• Exercise aim:
Retype the part of the Onagraceae description starting with "Onagraceae are a" and going on through "with viscin threads.".

Selected passage section start

Authors: Jiarui Chen, Peter C. Hoch, Peter H. Raven, David E. Boufford & Warren L. Wagner

Oenothera rosea

Credit: Harvard University Herbaria

Annual or perennial herbs, or shrubs, rarely trees to 30 m tall, often with epidermal oil cells, usually with internal phloem. Leaves simple, spirally arranged, opposite, or occasionally whorled, entire or toothed to pinnatifid; stipules present and usually caducous, or absent. Flowers perfect and hermaphroditic or occasionally unisexual, actinomorphic or zygomorphic, (2-)4(-7)-merous, axillary, in leafy spikes or racemes or solitary, or occasionally in panicles, all but Ludwigia with distinct floral tube, nectariferous within. Sepals green or colored, valvate. Petals as many as sepals or rarely absent, variously colored, imbricate or convolute and occasionally clawed. Stamens as many as sepals in one series or 2 × as many as sepals in 2 series [in Lopezia Cavanilles reduced to 2 or 1 plus 1 sterile staminode]; anthers versatile or basifixed, dithecal, sometimes cross-partitioned, opening by longitudinal slits; pollen grains almost always united by viscin threads, shed as monads, tetrads, or polyads. Ovary inferior, with as many carpels and locules as sepals, septa sometimes thin or absent at maturity; placentation axile or parietal, ovules 1 to many per locule, in 1 or several rows or clustered, anatropous, bitegmic; style 1; stigma with as many lobes as sepals or clavate to globose. Fruit a loculicidal capsule or indehiscent nut or berry. Seeds small, smooth or variously sculptured, sometimes with a coma [or wing], with straight oily embryo, endosperm lacking.

Seventeen genera and ca. 650 species: widespread in temperate and subtropical areas, but best represented in W North America; six genera (two introduced), 64 species (11 endemic, 11 introduced), and five natural hybrids (two endemic) in China.

Onagraceae are a well-defined, monophyletic family in the order Myrtales, with a sister relationship to Lythraceae. Within the order Myrtales, the Onagraceae are distinguished by a number of features including (1) a distinctive 4-nucleate embryo sac; (2) abundant raphides in vegetative cells; (3) paracrystalline beaded pollen ektexine; and (4) pollen with viscin threads.

Selected passage section end
Data extract section start

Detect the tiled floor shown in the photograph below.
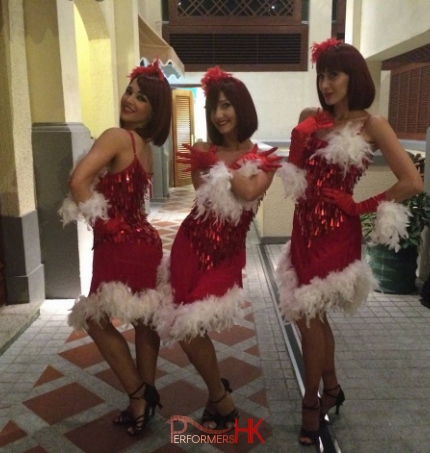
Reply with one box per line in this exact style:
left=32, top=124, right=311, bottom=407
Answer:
left=0, top=188, right=430, bottom=453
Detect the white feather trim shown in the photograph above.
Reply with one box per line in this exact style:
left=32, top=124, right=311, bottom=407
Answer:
left=314, top=122, right=373, bottom=173
left=237, top=159, right=261, bottom=178
left=68, top=282, right=161, bottom=330
left=276, top=242, right=378, bottom=322
left=277, top=162, right=308, bottom=201
left=58, top=190, right=110, bottom=225
left=196, top=162, right=258, bottom=224
left=58, top=193, right=80, bottom=226
left=370, top=201, right=412, bottom=252
left=154, top=285, right=244, bottom=344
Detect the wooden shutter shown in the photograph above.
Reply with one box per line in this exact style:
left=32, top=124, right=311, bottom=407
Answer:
left=172, top=90, right=194, bottom=187
left=388, top=63, right=430, bottom=140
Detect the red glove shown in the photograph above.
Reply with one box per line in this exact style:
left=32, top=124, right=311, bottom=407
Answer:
left=322, top=187, right=387, bottom=216
left=176, top=143, right=219, bottom=171
left=288, top=112, right=333, bottom=166
left=93, top=217, right=131, bottom=236
left=235, top=144, right=282, bottom=172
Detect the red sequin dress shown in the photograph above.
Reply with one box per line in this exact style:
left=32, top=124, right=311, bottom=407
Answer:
left=69, top=132, right=162, bottom=328
left=277, top=123, right=375, bottom=320
left=169, top=147, right=261, bottom=340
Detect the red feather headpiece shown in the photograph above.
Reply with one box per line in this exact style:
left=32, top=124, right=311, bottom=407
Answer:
left=128, top=59, right=164, bottom=80
left=201, top=66, right=234, bottom=96
left=311, top=38, right=343, bottom=63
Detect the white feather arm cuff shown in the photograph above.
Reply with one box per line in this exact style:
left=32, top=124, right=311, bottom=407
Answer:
left=370, top=201, right=411, bottom=252
left=58, top=190, right=110, bottom=225
left=196, top=162, right=242, bottom=222
left=277, top=162, right=308, bottom=200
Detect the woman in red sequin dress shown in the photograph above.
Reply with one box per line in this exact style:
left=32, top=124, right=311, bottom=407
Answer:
left=277, top=39, right=422, bottom=445
left=160, top=67, right=279, bottom=428
left=61, top=61, right=171, bottom=435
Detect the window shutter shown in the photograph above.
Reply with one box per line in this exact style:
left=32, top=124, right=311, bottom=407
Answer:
left=172, top=90, right=194, bottom=187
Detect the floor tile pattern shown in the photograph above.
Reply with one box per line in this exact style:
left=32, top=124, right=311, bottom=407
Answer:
left=0, top=187, right=280, bottom=453
left=0, top=187, right=430, bottom=453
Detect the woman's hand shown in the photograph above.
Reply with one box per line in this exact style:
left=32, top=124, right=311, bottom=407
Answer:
left=321, top=187, right=387, bottom=216
left=176, top=143, right=219, bottom=171
left=93, top=218, right=130, bottom=236
left=288, top=112, right=333, bottom=166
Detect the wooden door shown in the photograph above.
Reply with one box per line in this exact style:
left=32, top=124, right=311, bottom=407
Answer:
left=172, top=90, right=194, bottom=187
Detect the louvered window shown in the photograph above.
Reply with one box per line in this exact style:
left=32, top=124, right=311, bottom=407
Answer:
left=163, top=0, right=308, bottom=71
left=388, top=64, right=430, bottom=140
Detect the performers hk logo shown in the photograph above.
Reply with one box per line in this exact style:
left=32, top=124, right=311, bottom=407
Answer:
left=166, top=415, right=265, bottom=444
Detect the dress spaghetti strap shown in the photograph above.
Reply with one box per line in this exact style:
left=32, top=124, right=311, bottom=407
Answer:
left=127, top=131, right=136, bottom=155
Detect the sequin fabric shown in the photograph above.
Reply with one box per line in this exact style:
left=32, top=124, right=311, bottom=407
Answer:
left=94, top=155, right=161, bottom=248
left=296, top=135, right=369, bottom=247
left=181, top=149, right=261, bottom=271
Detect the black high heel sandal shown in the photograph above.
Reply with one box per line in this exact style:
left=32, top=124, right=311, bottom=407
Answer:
left=299, top=399, right=321, bottom=447
left=320, top=385, right=345, bottom=422
left=112, top=385, right=149, bottom=425
left=202, top=378, right=239, bottom=429
left=127, top=382, right=163, bottom=436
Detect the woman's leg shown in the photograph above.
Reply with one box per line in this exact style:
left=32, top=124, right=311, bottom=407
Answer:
left=297, top=318, right=326, bottom=445
left=322, top=316, right=338, bottom=389
left=135, top=324, right=160, bottom=385
left=179, top=335, right=235, bottom=415
left=88, top=321, right=146, bottom=434
left=297, top=318, right=327, bottom=406
left=321, top=317, right=345, bottom=416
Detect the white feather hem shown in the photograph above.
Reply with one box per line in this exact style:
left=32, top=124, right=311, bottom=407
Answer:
left=276, top=162, right=308, bottom=201
left=369, top=201, right=412, bottom=252
left=67, top=282, right=161, bottom=330
left=58, top=190, right=110, bottom=225
left=276, top=242, right=378, bottom=322
left=153, top=285, right=244, bottom=345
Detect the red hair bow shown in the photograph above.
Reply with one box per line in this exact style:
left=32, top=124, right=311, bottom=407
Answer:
left=311, top=38, right=342, bottom=63
left=201, top=66, right=233, bottom=95
left=128, top=59, right=164, bottom=80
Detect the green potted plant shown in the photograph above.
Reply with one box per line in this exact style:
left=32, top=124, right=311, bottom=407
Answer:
left=361, top=192, right=430, bottom=294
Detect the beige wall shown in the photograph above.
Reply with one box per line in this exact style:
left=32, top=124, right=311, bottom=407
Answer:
left=0, top=1, right=35, bottom=217
left=257, top=164, right=396, bottom=237
left=358, top=0, right=430, bottom=60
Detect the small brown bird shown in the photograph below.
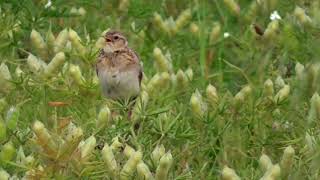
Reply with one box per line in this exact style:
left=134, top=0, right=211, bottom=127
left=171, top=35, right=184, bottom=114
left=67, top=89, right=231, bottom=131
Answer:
left=96, top=31, right=142, bottom=105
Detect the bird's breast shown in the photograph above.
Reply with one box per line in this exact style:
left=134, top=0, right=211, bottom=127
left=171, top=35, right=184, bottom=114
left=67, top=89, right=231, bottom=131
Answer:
left=99, top=69, right=140, bottom=99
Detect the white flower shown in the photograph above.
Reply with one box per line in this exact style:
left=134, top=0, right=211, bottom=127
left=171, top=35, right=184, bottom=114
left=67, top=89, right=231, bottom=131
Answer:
left=44, top=0, right=52, bottom=9
left=223, top=32, right=230, bottom=38
left=270, top=11, right=281, bottom=21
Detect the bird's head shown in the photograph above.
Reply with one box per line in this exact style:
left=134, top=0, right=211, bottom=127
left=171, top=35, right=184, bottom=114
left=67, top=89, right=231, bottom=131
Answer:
left=103, top=31, right=128, bottom=53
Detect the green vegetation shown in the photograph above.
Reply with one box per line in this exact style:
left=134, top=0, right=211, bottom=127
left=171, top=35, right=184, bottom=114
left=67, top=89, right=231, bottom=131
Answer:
left=0, top=0, right=320, bottom=180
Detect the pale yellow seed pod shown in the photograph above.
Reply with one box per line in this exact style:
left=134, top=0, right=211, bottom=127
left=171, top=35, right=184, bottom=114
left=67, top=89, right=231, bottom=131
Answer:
left=120, top=151, right=142, bottom=180
left=101, top=143, right=119, bottom=179
left=54, top=29, right=69, bottom=53
left=223, top=0, right=240, bottom=16
left=234, top=85, right=252, bottom=105
left=293, top=6, right=312, bottom=26
left=69, top=64, right=85, bottom=86
left=123, top=144, right=136, bottom=158
left=155, top=152, right=173, bottom=180
left=184, top=68, right=193, bottom=81
left=210, top=22, right=221, bottom=44
left=153, top=47, right=171, bottom=72
left=206, top=84, right=219, bottom=107
left=32, top=121, right=58, bottom=155
left=118, top=0, right=130, bottom=11
left=27, top=54, right=47, bottom=73
left=274, top=85, right=290, bottom=102
left=263, top=79, right=274, bottom=97
left=153, top=12, right=170, bottom=33
left=69, top=28, right=86, bottom=56
left=189, top=22, right=199, bottom=36
left=111, top=136, right=123, bottom=152
left=260, top=164, right=281, bottom=180
left=59, top=127, right=83, bottom=159
left=80, top=136, right=97, bottom=159
left=30, top=29, right=48, bottom=59
left=151, top=144, right=166, bottom=165
left=0, top=63, right=12, bottom=92
left=259, top=154, right=273, bottom=172
left=176, top=69, right=189, bottom=89
left=96, top=105, right=111, bottom=128
left=307, top=93, right=320, bottom=124
left=294, top=63, right=304, bottom=78
left=280, top=146, right=295, bottom=176
left=176, top=9, right=191, bottom=31
left=44, top=52, right=66, bottom=77
left=190, top=90, right=207, bottom=117
left=160, top=72, right=170, bottom=89
left=263, top=20, right=279, bottom=41
left=0, top=169, right=10, bottom=180
left=221, top=166, right=241, bottom=180
left=305, top=132, right=317, bottom=154
left=137, top=161, right=154, bottom=180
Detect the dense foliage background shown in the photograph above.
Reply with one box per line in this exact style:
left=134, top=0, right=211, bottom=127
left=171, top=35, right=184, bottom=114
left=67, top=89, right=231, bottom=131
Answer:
left=0, top=0, right=320, bottom=180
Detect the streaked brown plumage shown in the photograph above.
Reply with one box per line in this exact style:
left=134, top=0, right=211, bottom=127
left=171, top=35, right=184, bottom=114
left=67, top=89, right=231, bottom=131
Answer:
left=96, top=31, right=142, bottom=100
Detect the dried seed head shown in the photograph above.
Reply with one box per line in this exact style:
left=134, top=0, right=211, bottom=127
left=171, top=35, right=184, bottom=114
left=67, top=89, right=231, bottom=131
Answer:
left=0, top=63, right=12, bottom=92
left=101, top=143, right=119, bottom=178
left=274, top=85, right=290, bottom=103
left=30, top=29, right=48, bottom=59
left=54, top=29, right=69, bottom=53
left=176, top=9, right=191, bottom=31
left=137, top=161, right=154, bottom=180
left=80, top=136, right=96, bottom=159
left=210, top=22, right=221, bottom=44
left=190, top=90, right=207, bottom=117
left=259, top=154, right=273, bottom=172
left=27, top=54, right=47, bottom=73
left=280, top=146, right=295, bottom=177
left=295, top=63, right=304, bottom=79
left=120, top=151, right=142, bottom=180
left=96, top=105, right=111, bottom=128
left=308, top=93, right=320, bottom=124
left=156, top=152, right=173, bottom=180
left=153, top=47, right=172, bottom=72
left=44, top=52, right=66, bottom=77
left=69, top=28, right=86, bottom=56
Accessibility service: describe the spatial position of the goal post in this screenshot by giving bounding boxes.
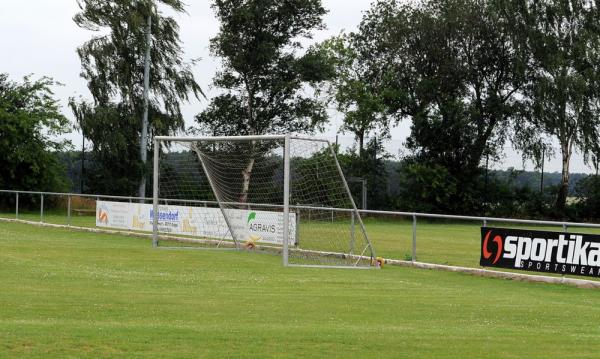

Data extract section end

• Answer for this exercise:
Onagraceae are a well-defined, monophyletic family in the order Myrtales, with a sister relationship to Lythraceae. Within the order Myrtales, the Onagraceae are distinguished by a number of features including (1) a distinctive 4-nucleate embryo sac; (2) abundant raphides in vegetative cells; (3) paracrystalline beaded pollen ektexine; and (4) pollen with viscin threads.